=== Provided data ===

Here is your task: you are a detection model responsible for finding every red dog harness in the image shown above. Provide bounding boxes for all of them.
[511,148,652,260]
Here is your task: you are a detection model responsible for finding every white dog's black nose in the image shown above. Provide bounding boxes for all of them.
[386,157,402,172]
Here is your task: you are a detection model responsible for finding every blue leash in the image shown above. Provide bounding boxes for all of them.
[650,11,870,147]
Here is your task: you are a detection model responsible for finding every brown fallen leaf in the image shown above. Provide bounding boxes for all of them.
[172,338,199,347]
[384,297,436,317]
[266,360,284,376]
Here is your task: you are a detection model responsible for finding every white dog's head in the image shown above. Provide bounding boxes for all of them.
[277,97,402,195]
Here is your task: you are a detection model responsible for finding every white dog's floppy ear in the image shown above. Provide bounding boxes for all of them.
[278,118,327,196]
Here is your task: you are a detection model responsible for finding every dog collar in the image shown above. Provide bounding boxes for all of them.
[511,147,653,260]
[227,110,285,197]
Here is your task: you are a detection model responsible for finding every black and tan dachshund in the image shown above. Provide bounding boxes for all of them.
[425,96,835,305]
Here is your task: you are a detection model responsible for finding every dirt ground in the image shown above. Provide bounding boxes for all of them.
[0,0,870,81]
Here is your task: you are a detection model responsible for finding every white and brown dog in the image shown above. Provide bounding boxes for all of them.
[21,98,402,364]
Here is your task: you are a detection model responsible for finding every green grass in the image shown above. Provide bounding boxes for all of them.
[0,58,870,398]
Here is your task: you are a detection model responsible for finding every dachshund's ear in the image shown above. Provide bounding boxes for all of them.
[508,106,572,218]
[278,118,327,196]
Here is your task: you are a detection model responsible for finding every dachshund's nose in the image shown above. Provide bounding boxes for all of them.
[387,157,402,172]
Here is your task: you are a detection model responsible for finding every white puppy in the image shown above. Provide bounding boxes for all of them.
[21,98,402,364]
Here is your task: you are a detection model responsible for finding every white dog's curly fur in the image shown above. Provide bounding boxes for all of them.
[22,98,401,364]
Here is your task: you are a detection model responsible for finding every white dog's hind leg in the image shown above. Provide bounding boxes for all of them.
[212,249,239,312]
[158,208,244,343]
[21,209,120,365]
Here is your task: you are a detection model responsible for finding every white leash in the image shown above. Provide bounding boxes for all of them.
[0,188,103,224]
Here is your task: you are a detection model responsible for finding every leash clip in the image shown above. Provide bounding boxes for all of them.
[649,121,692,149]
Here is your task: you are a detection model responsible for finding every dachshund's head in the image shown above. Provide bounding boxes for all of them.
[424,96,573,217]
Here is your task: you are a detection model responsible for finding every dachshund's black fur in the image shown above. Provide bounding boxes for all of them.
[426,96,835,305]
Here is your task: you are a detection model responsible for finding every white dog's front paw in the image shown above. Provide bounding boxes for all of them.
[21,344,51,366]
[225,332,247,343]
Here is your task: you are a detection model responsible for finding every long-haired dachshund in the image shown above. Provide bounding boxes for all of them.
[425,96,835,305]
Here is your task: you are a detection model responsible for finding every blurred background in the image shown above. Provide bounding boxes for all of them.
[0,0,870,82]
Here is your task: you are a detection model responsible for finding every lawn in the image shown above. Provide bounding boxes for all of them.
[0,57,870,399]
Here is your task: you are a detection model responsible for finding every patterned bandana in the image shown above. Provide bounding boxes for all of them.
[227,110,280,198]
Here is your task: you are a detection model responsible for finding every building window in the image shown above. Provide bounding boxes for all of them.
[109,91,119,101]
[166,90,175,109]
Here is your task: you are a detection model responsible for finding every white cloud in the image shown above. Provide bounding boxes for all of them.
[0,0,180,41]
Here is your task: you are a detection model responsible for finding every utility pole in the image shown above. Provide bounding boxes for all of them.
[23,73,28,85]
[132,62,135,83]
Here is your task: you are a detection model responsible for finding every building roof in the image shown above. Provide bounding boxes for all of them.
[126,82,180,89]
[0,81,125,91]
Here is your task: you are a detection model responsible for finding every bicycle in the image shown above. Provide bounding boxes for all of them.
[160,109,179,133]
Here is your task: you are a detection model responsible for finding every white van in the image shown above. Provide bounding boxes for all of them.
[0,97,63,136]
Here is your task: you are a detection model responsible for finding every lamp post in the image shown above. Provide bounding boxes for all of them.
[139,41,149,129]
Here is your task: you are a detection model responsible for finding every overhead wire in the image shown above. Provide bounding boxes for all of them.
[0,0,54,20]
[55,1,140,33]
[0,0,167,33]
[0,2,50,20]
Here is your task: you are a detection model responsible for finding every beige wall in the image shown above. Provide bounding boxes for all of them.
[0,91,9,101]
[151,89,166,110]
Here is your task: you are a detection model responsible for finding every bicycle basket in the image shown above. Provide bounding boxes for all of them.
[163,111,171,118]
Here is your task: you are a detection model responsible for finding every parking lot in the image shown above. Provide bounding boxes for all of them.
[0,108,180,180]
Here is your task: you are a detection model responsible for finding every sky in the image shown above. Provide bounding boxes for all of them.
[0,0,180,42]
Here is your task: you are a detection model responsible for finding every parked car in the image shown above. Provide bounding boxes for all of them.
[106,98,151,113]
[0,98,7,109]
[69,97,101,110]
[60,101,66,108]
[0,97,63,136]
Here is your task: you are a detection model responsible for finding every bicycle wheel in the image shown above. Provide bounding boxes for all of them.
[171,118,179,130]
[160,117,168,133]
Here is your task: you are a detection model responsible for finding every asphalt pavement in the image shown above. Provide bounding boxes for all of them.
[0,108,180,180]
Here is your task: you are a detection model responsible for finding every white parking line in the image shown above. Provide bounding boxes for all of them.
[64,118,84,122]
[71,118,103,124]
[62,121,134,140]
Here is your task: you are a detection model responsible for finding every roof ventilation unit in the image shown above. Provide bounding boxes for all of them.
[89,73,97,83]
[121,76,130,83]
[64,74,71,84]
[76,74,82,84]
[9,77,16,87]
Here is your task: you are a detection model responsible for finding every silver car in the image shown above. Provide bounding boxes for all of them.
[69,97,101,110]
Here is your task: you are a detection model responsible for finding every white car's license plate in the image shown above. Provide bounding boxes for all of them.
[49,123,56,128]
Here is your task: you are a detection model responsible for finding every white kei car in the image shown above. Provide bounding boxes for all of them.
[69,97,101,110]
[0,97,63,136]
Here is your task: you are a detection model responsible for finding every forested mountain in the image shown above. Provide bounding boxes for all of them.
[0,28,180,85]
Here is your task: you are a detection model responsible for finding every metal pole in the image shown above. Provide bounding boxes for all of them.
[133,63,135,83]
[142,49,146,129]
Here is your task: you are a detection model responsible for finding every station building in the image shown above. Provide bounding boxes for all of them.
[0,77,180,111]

===

### Aim
Collect every line of the records that contains the word "black". Case matters.

### Result
Here is your task: you are a detection model responsible for finding every white dog's black nose in the image shown above. Provide bounding boxes for all of them.
Here is your task: you are a detection model responsible for finding every black and tan dachshund in the image shown above. Provide bounding boxes for all of them.
Here is your task: you are a detection model responsible for finding every dachshund's black fur in the image shown above. Provide bounding boxes for all of them.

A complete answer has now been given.